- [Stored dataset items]
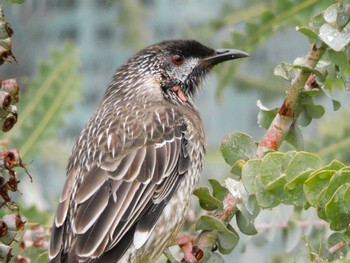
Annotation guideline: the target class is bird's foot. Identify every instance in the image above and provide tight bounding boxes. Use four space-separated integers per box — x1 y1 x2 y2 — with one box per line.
175 233 203 263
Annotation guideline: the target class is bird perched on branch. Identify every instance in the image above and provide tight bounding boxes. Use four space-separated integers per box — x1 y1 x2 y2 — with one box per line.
49 40 248 263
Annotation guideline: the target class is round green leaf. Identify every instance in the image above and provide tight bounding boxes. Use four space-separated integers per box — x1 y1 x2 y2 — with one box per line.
316 188 328 220
285 125 304 150
257 100 279 129
285 151 322 182
193 187 222 211
304 170 335 206
209 179 229 201
220 132 257 166
325 183 350 231
260 152 286 184
230 160 245 179
305 103 325 119
327 49 349 68
273 62 297 81
254 173 279 208
196 215 228 232
297 26 318 43
319 23 350 52
284 170 313 206
242 159 261 194
217 229 239 254
236 210 257 235
325 170 350 201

- [What is expected]
Drop the pictures and reproduce the rest of the data exactly.

- [Response area]
Annotation guideline: the target class is bird's foot. Identify every instance in the image above and provide tight bounding boxes. Use four space-separated integers per box — x1 y1 x2 y2 — with one box per line.
175 233 203 263
Annotation guideline: the target class is bird perched on branch. Identify every instance in the image above and provide tight bounding boxes. Use four space-separated integers per box — x1 y1 x2 y2 — with one box per line.
49 40 248 263
Annotation guideline: the target class is round green leaf. Identify every instance in the image above and provide tight bounding boxes. Use four space-separated integers per box — x1 y1 x2 y2 — with one box per line.
316 188 328 220
285 125 304 150
257 100 279 129
285 151 322 182
193 187 222 211
304 170 335 206
209 179 229 201
220 132 257 166
325 183 350 231
260 152 286 184
230 160 245 179
305 103 325 119
327 49 349 68
273 62 297 81
254 173 279 208
196 215 228 232
297 26 318 43
319 23 350 52
284 170 313 206
242 159 261 194
217 229 239 254
236 210 257 235
325 170 350 201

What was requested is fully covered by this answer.